__TEKS YANG DITAMPILKAN__

::::::::

Revisi KUHP, Delik Aduan Zina dan Kumpul Kebo Diperluas

Senin, 16 September 2019 - 15:17 WIB
Revisi KUHP, Delik Aduan Zina dan Kumpul Kebo Diperluas
Revisi KUHP, Delik Aduan Zina dan Kumpul Kebo Diperluas
A A A
JAKARTA - Panitia Kerja (Panja) DPR dan pemerintah telah menyelesaikan pembahasan dan perumusan Revisi Kitab Undang-Undang Hukup Pidana (KUHP) pada Minggu 15 September 2019, malam kemarin.

Anggota Panja Revisi KUHP Arsul Sani menjelaskan, ada beberapa hal yang disempurnakan, salah satunya soal perzinahan dan cohabitation atau kumpul kebo yang delik aduannya diperluas.

"Tadi malam kami juga menyelesaikan pembahasan dan perumusan revisi KUHP. Tinggal kemudian kami menyempurnakan beberapa penjelasan pasal," kata Arsul Sani di Kompleks Parlemen Senayan, Jakarta, Senin (16/9/2019).

"Tetapi kalau urusan politik hukumnya, urusan substansinya, revisi KUHP sudah selesai. Yang belum tinggal tentu ada benerpa soal redaksional dan ini lebih kita serahkan kepada ahli bahasa," sambungnya.

(Baca juga: Tak Dilibatkan, Agus Rahardjo Khawatir Revisi UU Lemahkan KPK)

Kemudian lanjut Arsul, ada beberapa pasal yang membutuhkan lennelasan karena pasal tersebut merupakan politik hukum sehingga, pagarnya jelas dan tidak menjadi pasal karet. Seperti misalnya, pasal yang menyangkut kesusilaan yang di dalamnya terdapat ketentuan perzinahan, kumpul kebo dan perbuatan cabul, termasuk juga yang melibatkan sesama jenis.

::::::::

__TUJUAN TUGAS__
Kembalikan teks tentang revisi KUHP di atas secara utuh, tanpa mengubah satu huruf pun.

Anotasi kerangka objek
::::::::

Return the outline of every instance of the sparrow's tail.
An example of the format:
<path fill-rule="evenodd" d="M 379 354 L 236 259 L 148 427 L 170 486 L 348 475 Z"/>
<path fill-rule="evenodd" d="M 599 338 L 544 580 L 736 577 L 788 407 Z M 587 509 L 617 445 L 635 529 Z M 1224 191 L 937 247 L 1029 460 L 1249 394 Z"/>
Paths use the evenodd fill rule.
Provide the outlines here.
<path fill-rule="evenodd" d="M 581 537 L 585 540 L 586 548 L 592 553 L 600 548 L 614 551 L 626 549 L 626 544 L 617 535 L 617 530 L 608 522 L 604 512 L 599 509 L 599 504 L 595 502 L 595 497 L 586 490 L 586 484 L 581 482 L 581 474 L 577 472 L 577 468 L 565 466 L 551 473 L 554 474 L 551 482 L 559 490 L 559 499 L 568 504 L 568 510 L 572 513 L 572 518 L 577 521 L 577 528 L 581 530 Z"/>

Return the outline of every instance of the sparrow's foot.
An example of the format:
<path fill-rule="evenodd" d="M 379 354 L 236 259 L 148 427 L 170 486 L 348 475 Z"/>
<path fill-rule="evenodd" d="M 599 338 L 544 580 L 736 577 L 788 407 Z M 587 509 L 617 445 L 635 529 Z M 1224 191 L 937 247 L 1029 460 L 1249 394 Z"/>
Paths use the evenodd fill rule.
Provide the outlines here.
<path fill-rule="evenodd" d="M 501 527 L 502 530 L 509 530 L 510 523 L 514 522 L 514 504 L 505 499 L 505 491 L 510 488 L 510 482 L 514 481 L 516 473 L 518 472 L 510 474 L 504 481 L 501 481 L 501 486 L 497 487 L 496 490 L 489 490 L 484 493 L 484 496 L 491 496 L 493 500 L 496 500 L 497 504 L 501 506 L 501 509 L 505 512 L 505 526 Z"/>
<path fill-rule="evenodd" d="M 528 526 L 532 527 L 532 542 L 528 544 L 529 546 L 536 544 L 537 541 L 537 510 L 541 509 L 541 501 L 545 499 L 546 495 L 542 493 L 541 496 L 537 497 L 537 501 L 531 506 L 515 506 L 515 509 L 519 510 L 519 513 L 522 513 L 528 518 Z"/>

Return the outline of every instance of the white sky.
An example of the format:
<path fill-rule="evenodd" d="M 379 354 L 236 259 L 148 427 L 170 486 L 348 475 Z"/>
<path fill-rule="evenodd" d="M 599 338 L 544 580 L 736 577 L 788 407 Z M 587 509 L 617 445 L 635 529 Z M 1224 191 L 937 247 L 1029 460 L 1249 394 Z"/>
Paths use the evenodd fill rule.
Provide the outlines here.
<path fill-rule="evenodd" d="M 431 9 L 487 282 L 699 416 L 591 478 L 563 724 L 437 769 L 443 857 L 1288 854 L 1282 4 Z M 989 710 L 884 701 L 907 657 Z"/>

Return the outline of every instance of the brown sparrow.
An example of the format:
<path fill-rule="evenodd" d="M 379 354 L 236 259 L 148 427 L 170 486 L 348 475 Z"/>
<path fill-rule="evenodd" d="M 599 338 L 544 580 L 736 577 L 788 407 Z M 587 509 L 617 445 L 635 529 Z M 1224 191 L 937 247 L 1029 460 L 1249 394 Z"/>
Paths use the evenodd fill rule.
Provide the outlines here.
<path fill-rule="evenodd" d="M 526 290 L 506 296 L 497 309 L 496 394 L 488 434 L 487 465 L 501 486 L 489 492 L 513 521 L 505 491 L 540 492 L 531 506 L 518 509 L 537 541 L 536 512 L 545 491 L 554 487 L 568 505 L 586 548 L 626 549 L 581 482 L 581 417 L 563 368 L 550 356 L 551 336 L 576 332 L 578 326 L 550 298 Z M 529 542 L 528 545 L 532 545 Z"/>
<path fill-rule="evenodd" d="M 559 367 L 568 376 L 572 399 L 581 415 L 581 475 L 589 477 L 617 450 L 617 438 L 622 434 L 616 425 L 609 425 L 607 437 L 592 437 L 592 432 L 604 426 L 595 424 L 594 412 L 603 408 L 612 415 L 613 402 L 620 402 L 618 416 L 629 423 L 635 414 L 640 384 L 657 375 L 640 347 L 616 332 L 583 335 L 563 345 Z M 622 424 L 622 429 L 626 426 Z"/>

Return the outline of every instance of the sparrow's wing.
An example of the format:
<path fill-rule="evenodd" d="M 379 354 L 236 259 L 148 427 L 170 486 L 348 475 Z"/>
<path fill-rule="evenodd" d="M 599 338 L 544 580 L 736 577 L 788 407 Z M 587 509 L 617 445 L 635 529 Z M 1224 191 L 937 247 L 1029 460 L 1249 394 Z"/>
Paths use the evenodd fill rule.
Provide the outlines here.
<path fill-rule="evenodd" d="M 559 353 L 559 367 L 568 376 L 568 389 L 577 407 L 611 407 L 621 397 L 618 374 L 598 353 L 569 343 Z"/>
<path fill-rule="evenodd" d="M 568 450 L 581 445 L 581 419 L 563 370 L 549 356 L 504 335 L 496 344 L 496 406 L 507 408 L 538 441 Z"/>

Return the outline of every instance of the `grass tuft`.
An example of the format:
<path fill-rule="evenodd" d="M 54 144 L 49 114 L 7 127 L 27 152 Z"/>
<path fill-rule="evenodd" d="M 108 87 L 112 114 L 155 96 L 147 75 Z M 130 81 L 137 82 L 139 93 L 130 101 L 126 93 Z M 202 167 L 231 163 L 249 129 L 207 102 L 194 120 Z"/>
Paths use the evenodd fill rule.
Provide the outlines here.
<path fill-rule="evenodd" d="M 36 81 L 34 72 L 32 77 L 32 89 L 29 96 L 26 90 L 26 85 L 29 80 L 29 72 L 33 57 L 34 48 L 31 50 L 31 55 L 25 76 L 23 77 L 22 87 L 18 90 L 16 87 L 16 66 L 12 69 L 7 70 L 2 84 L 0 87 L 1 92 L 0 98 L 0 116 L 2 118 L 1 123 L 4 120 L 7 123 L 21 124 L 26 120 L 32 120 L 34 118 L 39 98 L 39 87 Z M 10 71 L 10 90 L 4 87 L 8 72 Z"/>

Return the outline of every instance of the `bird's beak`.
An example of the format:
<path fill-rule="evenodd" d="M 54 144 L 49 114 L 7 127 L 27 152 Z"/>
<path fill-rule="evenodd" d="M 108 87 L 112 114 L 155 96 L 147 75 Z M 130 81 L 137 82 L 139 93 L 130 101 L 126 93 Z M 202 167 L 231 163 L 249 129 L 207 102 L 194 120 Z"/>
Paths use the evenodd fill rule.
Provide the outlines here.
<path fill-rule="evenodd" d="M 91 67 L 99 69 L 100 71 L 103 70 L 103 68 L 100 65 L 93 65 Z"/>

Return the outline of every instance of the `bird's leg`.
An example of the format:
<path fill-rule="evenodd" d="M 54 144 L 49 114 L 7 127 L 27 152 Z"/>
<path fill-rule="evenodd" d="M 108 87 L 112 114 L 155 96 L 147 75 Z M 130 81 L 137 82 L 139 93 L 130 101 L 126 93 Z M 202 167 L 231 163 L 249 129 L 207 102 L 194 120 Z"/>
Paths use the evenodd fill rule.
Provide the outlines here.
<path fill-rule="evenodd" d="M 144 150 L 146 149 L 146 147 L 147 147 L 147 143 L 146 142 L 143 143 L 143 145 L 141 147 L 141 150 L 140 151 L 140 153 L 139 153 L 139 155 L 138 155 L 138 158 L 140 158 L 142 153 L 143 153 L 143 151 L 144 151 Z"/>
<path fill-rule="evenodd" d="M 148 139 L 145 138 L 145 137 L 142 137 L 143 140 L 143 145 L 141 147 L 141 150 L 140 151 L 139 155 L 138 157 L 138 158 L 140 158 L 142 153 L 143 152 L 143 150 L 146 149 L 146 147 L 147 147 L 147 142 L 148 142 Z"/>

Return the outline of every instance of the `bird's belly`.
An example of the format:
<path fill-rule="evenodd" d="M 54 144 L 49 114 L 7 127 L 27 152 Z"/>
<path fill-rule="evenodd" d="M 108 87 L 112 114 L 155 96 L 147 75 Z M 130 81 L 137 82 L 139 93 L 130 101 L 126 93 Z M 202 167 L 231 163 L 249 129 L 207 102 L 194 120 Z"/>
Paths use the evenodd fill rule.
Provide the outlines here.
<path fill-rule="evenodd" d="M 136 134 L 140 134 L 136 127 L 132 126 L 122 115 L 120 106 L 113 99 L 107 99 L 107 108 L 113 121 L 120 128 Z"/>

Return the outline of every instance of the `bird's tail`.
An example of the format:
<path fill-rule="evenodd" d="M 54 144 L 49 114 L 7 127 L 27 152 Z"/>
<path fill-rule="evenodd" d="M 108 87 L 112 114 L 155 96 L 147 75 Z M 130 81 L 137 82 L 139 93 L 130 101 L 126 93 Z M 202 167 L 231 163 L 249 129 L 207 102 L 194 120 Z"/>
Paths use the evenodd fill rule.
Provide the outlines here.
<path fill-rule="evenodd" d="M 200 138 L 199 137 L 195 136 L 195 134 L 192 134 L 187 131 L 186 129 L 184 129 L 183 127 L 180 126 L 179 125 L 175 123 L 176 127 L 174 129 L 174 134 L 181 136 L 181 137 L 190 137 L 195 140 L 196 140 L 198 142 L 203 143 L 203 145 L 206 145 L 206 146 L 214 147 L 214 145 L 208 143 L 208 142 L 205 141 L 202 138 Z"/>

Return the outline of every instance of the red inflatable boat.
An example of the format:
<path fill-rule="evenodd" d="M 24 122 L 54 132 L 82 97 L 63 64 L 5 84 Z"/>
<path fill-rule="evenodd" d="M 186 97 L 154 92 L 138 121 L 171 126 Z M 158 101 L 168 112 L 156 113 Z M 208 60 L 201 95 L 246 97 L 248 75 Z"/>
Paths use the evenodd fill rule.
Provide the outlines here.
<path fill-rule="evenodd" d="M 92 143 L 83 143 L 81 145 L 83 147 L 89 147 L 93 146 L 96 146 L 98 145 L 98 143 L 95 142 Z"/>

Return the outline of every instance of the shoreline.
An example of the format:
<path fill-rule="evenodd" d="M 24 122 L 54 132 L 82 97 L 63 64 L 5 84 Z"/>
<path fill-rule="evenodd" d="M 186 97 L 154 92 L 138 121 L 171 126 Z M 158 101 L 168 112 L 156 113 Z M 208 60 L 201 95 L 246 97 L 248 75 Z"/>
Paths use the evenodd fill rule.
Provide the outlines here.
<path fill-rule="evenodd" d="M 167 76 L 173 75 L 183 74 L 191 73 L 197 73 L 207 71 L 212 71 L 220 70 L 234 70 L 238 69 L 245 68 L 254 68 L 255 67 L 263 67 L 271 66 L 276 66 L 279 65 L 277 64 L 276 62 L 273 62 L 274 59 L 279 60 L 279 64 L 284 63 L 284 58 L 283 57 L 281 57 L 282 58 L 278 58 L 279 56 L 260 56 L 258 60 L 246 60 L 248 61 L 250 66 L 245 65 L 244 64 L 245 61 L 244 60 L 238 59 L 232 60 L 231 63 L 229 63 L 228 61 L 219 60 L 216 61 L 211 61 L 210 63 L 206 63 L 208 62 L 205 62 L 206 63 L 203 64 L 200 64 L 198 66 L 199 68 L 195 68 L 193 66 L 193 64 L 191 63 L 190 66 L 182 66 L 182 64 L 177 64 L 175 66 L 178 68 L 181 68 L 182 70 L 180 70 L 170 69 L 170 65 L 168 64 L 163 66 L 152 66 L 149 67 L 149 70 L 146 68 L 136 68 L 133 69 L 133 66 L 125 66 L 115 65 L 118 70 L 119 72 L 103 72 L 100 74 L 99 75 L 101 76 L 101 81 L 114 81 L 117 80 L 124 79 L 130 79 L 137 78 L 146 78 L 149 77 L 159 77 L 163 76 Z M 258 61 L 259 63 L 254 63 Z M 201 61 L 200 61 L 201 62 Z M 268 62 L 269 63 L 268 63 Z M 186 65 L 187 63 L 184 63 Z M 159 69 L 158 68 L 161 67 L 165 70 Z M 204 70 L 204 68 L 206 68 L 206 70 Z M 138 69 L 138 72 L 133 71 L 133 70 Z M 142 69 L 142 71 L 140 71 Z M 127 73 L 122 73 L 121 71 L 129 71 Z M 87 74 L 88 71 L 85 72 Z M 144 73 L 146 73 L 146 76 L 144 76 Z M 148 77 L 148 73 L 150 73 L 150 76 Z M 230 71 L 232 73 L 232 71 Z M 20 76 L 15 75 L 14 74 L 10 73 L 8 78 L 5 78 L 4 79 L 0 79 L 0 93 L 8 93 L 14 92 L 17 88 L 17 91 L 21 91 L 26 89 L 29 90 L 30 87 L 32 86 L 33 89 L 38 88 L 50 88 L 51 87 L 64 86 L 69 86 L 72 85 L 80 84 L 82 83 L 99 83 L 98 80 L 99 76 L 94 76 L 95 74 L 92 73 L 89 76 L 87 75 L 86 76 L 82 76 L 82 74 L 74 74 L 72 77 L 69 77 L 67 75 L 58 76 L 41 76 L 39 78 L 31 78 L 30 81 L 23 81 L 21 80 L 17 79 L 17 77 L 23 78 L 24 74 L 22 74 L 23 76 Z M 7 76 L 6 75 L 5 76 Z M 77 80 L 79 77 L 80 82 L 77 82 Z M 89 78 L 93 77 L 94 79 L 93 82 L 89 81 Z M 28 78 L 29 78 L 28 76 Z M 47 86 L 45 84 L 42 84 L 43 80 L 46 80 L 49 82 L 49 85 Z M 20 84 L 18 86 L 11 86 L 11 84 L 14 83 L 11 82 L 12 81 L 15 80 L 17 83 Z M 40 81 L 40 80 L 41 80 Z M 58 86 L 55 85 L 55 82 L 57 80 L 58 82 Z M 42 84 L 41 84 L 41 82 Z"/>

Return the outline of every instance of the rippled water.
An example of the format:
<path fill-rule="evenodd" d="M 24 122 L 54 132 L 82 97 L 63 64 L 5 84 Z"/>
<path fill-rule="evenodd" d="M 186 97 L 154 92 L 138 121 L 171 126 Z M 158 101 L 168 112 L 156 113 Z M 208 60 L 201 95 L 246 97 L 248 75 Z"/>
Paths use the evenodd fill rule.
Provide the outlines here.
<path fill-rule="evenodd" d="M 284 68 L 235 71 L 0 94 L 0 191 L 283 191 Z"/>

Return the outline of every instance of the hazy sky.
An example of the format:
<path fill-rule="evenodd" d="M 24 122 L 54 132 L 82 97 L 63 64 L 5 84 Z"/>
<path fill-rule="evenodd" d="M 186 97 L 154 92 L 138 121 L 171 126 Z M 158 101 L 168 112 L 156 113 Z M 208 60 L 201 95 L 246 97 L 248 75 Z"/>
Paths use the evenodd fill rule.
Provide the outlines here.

::::::::

__JAWABAN__
Revisi KUHP, Delik Aduan Zina dan Kumpul Kebo Diperluas

Senin, 16 September 2019 - 15:17 WIB
Revisi KUHP, Delik Aduan Zina dan Kumpul Kebo Diperluas
Revisi KUHP, Delik Aduan Zina dan Kumpul Kebo Diperluas
A A A
JAKARTA - Panitia Kerja (Panja) DPR dan pemerintah telah menyelesaikan pembahasan dan perumusan Revisi Kitab Undang-Undang Hukup Pidana (KUHP) pada Minggu 15 September 2019, malam kemarin.

Anggota Panja Revisi KUHP Arsul Sani menjelaskan, ada beberapa hal yang disempurnakan, salah satunya soal perzinahan dan cohabitation atau kumpul kebo yang delik aduannya diperluas.

"Tadi malam kami juga menyelesaikan pembahasan dan perumusan revisi KUHP. Tinggal kemudian kami menyempurnakan beberapa penjelasan pasal," kata Arsul Sani di Kompleks Parlemen Senayan, Jakarta, Senin (16/9/2019).

"Tetapi kalau urusan politik hukumnya, urusan substansinya, revisi KUHP sudah selesai. Yang belum tinggal tentu ada benerpa soal redaksional dan ini lebih kita serahkan kepada ahli bahasa," sambungnya.

(Baca juga: Tak Dilibatkan, Agus Rahardjo Khawatir Revisi UU Lemahkan KPK)

Kemudian lanjut Arsul, ada beberapa pasal yang membutuhkan lennelasan karena pasal tersebut merupakan politik hukum sehingga, pagarnya jelas dan tidak menjadi pasal karet. Seperti misalnya, pasal yang menyangkut kesusilaan yang di dalamnya terdapat ketentuan perzinahan, kumpul kebo dan perbuatan cabul, termasuk juga yang melibatkan sesama jenis.